TEXT SHOWN
George v. Cub Foods

George v. Cub Foods, WCCA No. WC17-6039 (September 7, 2017).

The employee worked as a cashier for Cub Foods on April 3, 2015 when she fell on some stairs at work and injured her right upper extremity. The employee returned to work with the date of injury employer but continued having pain in her right upper extremity and was eventually taken off of work. She underwent treatment including surgery, injections, and hand therapy.

The employee’s surgeon, Dr. Ward, recommended that the employee undergo a work hardening program and a functional capacity evaluation. The employer and insurer scheduled an independent medical examination with Dr. William Call. During that examination, the employee refused to allow Dr. Call to touch her right hand, wrist or arm, and declined to submit to an orthopedic examination. Thus, Dr. Call was not able to opine on MMI, work restrictions, future medical treatment, need for pain medication, or need for physical therapy. The employer and insurer filed NOID to discontinue benefits based on the employee’s refusal to submit to an examination with Dr. Call. The compensation judge granted the discontinuance at an administrative conference and the employee subsequently objected to the discontinuance and requested a formal hearing to address the need for a rehabilitation consultation.

The employer and insurer then obtained a second independent medical examination with Dr. Husband and reinstated temporary total disability benefits since the employee cooperated with that examination. Dr. Husband placed the employee at MMI as of May 3, 2016 and saw no need for work restrictions.

TASK GOAL
In the case summary, what date did Dr. Husband give for the employee reaching MMI? Please answer with the date only.

[Dataset excerpts]
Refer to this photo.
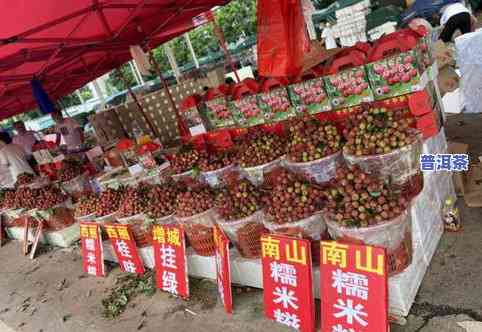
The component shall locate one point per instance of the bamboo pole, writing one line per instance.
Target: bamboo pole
(136, 101)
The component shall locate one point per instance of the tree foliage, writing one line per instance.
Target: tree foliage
(237, 19)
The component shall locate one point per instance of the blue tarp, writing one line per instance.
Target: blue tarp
(45, 104)
(424, 9)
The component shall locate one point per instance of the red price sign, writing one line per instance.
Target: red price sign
(223, 269)
(354, 287)
(92, 250)
(288, 281)
(125, 248)
(170, 259)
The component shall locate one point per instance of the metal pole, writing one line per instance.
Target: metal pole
(193, 54)
(136, 101)
(99, 93)
(134, 73)
(172, 62)
(220, 34)
(136, 67)
(183, 130)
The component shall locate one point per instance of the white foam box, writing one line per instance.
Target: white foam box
(403, 287)
(146, 254)
(17, 233)
(64, 238)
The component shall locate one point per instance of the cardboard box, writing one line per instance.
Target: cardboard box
(348, 88)
(395, 75)
(448, 80)
(310, 96)
(444, 54)
(276, 105)
(217, 113)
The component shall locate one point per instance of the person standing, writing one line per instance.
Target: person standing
(455, 17)
(69, 130)
(13, 162)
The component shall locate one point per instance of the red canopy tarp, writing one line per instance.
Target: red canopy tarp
(67, 44)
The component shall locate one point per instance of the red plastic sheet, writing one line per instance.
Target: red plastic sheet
(66, 44)
(282, 38)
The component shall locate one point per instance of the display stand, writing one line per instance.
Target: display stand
(427, 229)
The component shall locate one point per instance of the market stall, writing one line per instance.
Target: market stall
(340, 152)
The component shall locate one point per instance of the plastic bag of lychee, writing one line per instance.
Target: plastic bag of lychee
(293, 205)
(364, 209)
(195, 211)
(239, 206)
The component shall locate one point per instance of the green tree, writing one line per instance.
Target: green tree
(116, 84)
(86, 93)
(237, 19)
(70, 100)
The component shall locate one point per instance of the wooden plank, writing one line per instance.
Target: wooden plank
(25, 236)
(38, 234)
(2, 231)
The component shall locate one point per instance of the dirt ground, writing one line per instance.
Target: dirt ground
(51, 294)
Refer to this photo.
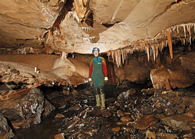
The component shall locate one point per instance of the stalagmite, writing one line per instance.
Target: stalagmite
(189, 30)
(154, 52)
(148, 52)
(156, 49)
(177, 29)
(184, 30)
(170, 43)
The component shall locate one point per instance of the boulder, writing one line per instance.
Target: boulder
(144, 122)
(167, 78)
(25, 108)
(136, 71)
(5, 131)
(178, 122)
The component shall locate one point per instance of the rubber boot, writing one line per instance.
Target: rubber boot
(103, 102)
(97, 100)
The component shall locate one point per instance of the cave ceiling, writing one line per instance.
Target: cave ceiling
(76, 26)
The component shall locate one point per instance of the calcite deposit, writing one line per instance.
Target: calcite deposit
(45, 52)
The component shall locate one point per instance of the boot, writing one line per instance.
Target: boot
(103, 101)
(97, 100)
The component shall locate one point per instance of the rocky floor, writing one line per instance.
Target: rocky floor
(132, 112)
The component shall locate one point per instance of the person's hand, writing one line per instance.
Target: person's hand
(90, 82)
(105, 79)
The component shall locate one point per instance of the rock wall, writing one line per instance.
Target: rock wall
(25, 108)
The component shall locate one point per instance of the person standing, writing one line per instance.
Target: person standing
(98, 75)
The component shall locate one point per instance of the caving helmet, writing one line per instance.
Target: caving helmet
(95, 49)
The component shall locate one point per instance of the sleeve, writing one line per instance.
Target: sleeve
(90, 69)
(104, 68)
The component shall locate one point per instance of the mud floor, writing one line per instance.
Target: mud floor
(133, 111)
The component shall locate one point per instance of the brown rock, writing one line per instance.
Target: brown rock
(59, 116)
(167, 78)
(167, 135)
(150, 135)
(5, 130)
(116, 129)
(125, 119)
(136, 71)
(144, 122)
(120, 113)
(106, 114)
(178, 122)
(59, 136)
(25, 108)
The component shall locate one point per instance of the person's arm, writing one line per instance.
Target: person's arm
(104, 69)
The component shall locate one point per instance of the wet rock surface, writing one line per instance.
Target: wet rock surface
(25, 108)
(124, 117)
(5, 130)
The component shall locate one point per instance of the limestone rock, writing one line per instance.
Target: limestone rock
(166, 78)
(25, 109)
(5, 131)
(59, 136)
(150, 135)
(178, 122)
(144, 122)
(136, 71)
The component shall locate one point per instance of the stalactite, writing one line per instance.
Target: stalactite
(170, 43)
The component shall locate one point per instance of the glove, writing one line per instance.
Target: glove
(105, 79)
(90, 82)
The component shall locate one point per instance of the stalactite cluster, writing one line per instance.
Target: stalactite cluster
(183, 32)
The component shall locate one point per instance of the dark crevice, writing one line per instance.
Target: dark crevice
(67, 7)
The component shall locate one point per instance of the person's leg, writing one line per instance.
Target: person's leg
(102, 98)
(97, 97)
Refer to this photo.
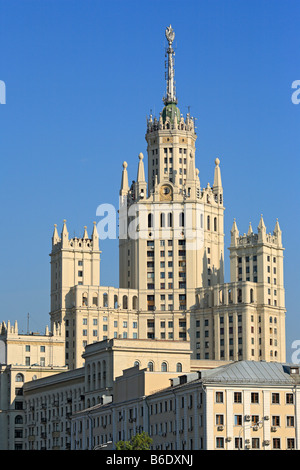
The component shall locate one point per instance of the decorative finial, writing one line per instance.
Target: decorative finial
(170, 35)
(170, 96)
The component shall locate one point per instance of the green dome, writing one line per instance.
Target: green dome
(171, 111)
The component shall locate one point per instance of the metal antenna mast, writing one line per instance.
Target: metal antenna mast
(171, 95)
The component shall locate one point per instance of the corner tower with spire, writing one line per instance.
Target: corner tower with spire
(179, 242)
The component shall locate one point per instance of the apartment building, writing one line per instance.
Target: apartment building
(237, 406)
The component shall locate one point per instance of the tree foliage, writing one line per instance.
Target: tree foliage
(140, 441)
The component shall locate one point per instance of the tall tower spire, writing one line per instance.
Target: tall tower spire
(170, 95)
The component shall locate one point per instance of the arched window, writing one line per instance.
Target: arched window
(125, 302)
(150, 220)
(181, 219)
(19, 419)
(84, 299)
(104, 373)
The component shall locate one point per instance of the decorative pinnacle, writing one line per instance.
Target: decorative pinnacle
(170, 96)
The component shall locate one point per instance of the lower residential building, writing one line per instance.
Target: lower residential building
(240, 405)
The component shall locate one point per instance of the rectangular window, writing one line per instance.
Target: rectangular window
(238, 420)
(289, 398)
(220, 442)
(275, 398)
(254, 397)
(219, 420)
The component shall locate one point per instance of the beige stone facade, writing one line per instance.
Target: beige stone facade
(244, 405)
(23, 359)
(172, 314)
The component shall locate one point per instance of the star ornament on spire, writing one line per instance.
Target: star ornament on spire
(170, 35)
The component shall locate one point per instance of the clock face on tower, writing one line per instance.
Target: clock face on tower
(166, 193)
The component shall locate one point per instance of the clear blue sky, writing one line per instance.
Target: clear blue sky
(82, 75)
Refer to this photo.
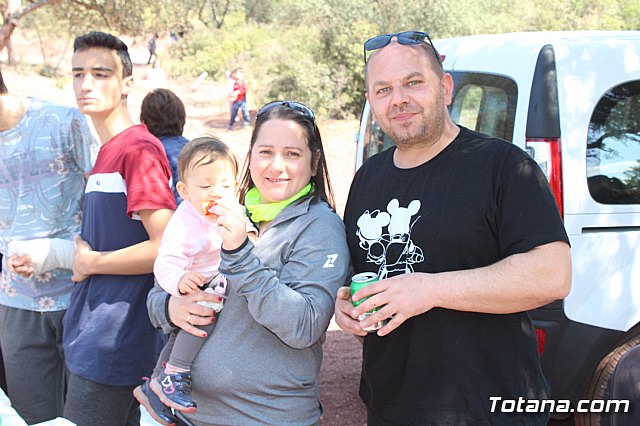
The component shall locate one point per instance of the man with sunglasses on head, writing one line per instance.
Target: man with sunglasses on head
(465, 237)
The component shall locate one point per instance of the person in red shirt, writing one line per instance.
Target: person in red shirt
(238, 98)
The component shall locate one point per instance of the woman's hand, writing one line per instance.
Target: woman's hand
(232, 223)
(343, 310)
(185, 312)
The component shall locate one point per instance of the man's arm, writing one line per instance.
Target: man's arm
(517, 283)
(132, 260)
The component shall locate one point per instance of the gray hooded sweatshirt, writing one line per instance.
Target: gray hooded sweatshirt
(260, 365)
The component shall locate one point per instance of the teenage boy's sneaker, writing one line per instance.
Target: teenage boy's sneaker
(156, 409)
(176, 391)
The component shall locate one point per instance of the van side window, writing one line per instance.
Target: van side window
(485, 103)
(613, 146)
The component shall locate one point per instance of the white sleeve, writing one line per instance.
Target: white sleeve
(46, 254)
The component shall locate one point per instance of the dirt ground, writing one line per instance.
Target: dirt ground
(207, 112)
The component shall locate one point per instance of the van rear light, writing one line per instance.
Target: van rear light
(548, 155)
(542, 340)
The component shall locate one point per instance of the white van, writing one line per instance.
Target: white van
(572, 100)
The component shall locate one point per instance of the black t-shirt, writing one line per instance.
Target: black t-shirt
(478, 201)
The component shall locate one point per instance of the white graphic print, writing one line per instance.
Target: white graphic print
(392, 250)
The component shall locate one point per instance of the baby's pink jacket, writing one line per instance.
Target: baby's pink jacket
(189, 243)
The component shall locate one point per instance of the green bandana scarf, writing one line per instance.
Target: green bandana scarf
(267, 212)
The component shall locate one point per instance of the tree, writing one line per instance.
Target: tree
(12, 15)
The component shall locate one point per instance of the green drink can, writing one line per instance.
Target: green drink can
(359, 281)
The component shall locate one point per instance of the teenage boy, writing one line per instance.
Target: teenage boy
(108, 340)
(45, 151)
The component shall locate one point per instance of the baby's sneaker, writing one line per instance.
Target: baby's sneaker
(156, 409)
(176, 389)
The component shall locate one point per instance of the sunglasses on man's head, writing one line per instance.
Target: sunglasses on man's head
(405, 38)
(301, 109)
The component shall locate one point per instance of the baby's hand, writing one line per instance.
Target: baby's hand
(190, 283)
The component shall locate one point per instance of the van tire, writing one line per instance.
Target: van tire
(601, 383)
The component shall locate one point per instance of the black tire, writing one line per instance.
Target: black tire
(601, 382)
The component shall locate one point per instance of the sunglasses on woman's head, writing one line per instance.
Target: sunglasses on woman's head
(301, 109)
(405, 38)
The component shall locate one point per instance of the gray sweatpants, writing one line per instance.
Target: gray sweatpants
(31, 344)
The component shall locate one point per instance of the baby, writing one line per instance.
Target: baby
(187, 262)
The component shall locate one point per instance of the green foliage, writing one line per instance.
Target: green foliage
(308, 50)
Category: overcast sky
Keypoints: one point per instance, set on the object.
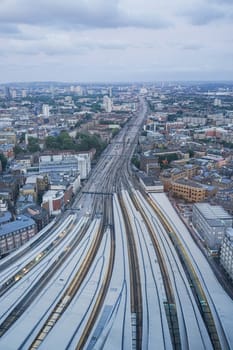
(116, 40)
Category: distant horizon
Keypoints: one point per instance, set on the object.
(116, 40)
(220, 81)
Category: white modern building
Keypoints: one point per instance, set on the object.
(211, 222)
(66, 163)
(107, 104)
(45, 110)
(226, 256)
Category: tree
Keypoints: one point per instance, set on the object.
(18, 150)
(33, 145)
(3, 161)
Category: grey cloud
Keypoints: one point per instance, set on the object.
(71, 14)
(204, 15)
(192, 47)
(7, 29)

EXERCISE SOLUTION
May 3, 2016